*Getoonde tekst:*
---

Een ieder die deze website bezoekt, kan een wezenlijke bijdrage leveren in het voorkomen en verminderen van wreedheid tegen honden (en dieren in het algemeen) in de Islamitische wereld door het volgende artikel zoveel als mogelijk te verspreiden onder kinderen, leraren, scholen en een ieder die geïnteresseerd is.

Suras en Hadith over Dieren in de Islam.
In een poging om bij te dragen aan het uitbannen van dierenmishandeling, hebben we een samenstelling gemaakt van diverse Ayat (verzen) uit verschillende Suras (belangrijke onderwerpen of hoofdstukken uit de Heilige Koran) en daaronder enkele Hadith (verhalen toegeschreven aan de profeet Pbuh, vastgelegd door zijn volgelingen) vermeld.

Allen zijn gerelateerd aan dieren en vogels. Boven sommige Ayat vindt U cursief geschreven tekst. Dit betreft dan of een verwijzing naar de interpretatie of het dient ter verduidelijking van de tekst.

We zijn van mening dat elk geloof, elk mens van deze teksten kan leren omdat het over compassie en respect gaat…voor elk levend wezen, door God geschapen.

Van belang voor een ieder die het Islamitisch Geloof aanhangt, is het feit dat er in geen enkele Sura in the Koran melding gemaakt wordt van het gegeven dat Allah honden ongunstig gezind is omdat ze onrein zouden zijn.

Dit volstrekt onjuiste idee, dat honden onrein zouden zijn, is gebaseerd op misvattingen en foutieve informatie die NIET in overeenstemming zijn met het Goddelijk Woord uit de Heilige Koran en die NIET in overeenstemming met de geest van de Islam is.

AYAT
6:38 “Er is geen dier dat op aarde leeft, noch een wezen dat op vleugels vliegt, dat geen deel uitmaakt van een gemeenschap, net als wijzelf. Niets is er uit Het Boek weggelaten en zij allen zullen zich op het eind verzamelen bij hun Heer.”
16:79 “Zien zij niet de vogels, gedreven om te vliegen in de atmosfeer van de hemel? Niets dat hen hooghoudt in de lucht behalve Allah. Dit zou (afdoende) bewijs moeten zijn voor hen die geloven.”
De Hond en de Mensen van de Grot (De Mensen van de Grot, bevoordeeld door Allah, ontvluchtten onderdrukking en verscholen zich in een grot in een berg gedurende meer dan 300 jaar, in het gezelschap van hun honden).
18:18 “Men zou denken dat ze wakker waren terwijl ze in feite sliepen. Wij draaiden hen naar rechts en wij draaiden hen naar links, de hond met uitgestrekte armen in hun midden.” De interpretatie van deze Sura behelst dat de hond werd meegerekend te midden van de goede Mensen van de Grot.
18:22 “Sommigen zouden zeggen, er waren er drie; hun hond de vierde zijnde, terwijl anderen zouden zeggen, vijf; de zesde hun hond zijnde. Nog anderen zouden zeggen, zeven, en de achtste was hun hond. Zeg, Mijn Heer is de wetende van hun aantal. Daarom, twist niet met hen; maar ga met ze mee. Er is geen reden om ook maar iemand te vragen naar dit.”

---

*Ruw materiaal:*
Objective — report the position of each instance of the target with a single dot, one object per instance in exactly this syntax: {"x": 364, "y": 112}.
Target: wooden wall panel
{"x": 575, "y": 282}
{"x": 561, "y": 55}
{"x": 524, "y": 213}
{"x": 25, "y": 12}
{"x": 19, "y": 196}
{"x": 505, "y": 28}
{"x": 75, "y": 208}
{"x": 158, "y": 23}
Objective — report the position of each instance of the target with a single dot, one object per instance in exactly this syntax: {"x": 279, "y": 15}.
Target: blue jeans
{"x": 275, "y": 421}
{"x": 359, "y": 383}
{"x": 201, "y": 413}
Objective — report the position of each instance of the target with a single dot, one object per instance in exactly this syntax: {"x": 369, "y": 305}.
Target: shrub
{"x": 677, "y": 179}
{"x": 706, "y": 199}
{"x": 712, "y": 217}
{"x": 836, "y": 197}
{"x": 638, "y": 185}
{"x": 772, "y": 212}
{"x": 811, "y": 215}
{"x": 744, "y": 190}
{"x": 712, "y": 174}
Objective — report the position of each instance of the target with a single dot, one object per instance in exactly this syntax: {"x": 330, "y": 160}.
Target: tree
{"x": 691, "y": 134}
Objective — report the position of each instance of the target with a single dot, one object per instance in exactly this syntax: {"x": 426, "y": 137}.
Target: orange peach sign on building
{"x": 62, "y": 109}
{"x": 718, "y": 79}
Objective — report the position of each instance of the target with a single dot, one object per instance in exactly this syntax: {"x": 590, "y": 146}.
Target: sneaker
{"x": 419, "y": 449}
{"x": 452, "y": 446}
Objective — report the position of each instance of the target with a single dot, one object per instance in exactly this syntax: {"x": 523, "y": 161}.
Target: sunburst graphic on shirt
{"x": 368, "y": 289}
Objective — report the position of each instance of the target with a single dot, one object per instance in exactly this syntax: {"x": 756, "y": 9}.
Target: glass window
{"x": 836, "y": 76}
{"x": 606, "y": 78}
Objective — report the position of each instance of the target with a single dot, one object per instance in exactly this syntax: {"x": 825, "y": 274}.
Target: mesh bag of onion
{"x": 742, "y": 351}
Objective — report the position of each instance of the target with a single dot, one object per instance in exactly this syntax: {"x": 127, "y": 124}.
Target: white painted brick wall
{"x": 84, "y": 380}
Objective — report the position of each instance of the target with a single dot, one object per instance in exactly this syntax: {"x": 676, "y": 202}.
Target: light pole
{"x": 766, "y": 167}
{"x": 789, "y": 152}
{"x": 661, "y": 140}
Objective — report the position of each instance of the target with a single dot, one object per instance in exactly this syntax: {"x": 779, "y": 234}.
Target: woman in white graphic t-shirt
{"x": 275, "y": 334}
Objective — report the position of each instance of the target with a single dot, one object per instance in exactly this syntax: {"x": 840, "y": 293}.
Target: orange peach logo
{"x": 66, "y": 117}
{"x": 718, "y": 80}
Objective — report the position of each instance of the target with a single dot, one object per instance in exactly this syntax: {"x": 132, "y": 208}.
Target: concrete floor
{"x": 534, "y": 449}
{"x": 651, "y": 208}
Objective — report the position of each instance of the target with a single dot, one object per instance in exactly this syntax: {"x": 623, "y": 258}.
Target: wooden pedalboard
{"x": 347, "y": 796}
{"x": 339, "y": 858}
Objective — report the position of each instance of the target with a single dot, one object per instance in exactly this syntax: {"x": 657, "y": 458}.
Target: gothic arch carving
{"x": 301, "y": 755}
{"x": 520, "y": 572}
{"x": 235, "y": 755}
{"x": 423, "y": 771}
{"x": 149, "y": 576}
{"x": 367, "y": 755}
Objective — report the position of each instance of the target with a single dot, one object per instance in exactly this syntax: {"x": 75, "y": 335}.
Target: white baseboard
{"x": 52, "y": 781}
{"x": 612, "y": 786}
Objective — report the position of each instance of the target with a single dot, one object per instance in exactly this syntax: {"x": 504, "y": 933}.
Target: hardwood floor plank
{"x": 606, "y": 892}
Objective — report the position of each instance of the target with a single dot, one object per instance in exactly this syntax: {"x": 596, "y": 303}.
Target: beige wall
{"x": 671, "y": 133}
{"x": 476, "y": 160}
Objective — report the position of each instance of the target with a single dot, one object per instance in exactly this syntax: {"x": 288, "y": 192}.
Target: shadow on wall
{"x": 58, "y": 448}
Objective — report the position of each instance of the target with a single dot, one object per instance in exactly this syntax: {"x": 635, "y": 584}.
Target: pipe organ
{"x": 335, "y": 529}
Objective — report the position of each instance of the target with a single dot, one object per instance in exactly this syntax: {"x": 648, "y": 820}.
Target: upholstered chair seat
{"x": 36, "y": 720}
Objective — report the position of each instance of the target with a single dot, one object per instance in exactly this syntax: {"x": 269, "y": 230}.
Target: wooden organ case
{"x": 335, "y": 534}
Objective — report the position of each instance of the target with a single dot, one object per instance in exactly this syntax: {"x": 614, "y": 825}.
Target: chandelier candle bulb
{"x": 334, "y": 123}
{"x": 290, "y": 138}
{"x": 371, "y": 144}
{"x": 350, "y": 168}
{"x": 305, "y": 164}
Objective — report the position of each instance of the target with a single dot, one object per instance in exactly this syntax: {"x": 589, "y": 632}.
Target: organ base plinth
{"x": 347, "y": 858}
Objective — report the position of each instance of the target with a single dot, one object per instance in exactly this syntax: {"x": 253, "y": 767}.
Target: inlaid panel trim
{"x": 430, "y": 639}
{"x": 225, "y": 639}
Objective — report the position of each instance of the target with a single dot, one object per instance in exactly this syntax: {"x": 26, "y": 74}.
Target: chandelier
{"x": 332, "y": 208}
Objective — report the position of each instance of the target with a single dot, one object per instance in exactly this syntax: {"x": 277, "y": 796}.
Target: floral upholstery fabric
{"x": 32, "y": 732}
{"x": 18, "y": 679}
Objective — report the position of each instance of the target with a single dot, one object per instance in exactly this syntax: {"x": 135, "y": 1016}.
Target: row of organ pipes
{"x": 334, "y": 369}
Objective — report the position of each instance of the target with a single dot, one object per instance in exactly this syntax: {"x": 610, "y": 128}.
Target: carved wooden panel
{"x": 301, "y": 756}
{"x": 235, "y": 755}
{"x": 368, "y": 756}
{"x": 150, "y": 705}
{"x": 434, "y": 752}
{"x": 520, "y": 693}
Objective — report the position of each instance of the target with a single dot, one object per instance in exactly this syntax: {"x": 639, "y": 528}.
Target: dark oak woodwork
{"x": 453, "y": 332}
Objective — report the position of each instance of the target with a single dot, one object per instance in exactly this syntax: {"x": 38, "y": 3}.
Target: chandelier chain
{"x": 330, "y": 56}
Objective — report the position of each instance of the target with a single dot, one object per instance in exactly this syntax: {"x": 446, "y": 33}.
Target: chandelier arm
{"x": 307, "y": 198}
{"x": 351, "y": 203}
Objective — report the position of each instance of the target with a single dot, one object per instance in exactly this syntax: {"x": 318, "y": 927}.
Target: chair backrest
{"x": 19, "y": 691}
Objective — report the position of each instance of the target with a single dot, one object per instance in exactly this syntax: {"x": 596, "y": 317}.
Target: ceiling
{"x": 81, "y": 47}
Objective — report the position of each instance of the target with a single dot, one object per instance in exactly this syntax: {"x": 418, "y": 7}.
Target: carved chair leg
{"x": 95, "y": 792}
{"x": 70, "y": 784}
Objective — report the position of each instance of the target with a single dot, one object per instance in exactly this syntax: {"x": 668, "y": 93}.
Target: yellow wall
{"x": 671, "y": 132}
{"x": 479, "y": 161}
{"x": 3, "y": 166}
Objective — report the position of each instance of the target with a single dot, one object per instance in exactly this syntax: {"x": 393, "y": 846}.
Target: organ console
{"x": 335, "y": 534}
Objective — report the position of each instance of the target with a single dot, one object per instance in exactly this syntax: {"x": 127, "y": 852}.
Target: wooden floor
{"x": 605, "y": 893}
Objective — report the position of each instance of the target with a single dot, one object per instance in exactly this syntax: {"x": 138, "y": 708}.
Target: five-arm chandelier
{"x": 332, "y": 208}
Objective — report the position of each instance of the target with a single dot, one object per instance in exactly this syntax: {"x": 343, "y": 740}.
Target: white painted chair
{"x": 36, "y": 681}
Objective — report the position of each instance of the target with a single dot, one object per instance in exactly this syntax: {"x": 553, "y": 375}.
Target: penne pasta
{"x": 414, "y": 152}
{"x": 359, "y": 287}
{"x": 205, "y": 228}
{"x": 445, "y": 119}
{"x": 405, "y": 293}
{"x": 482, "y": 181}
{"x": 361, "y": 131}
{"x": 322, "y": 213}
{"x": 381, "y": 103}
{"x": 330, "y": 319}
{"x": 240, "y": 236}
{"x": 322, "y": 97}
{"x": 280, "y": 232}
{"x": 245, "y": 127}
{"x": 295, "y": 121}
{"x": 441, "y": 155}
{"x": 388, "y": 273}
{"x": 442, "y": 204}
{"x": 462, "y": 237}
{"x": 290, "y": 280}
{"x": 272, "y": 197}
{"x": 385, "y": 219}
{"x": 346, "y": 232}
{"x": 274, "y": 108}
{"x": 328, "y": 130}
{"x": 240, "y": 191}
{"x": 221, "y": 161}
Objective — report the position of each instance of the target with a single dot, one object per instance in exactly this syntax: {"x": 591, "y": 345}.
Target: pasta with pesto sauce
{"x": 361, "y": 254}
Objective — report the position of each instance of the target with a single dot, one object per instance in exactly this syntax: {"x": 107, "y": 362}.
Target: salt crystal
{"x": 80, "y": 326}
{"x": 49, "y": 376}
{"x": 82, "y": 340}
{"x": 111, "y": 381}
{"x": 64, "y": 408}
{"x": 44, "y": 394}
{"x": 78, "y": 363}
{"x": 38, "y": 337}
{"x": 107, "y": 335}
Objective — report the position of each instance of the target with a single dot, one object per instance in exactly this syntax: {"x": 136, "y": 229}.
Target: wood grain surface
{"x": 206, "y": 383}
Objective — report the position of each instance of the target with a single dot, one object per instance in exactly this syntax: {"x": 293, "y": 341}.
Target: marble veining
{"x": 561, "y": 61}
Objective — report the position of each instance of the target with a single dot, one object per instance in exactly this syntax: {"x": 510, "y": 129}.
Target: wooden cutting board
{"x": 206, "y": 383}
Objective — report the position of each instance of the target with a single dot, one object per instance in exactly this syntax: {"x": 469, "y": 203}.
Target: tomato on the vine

---

*Opdracht:* Zet deze zin uit de tekst over dieren in de islam om in het Engels: "Men zou denken dat ze wakker waren terwijl ze in feite sliepen."

*Resultaat:* One would think they were awake, while in fact they were asleep.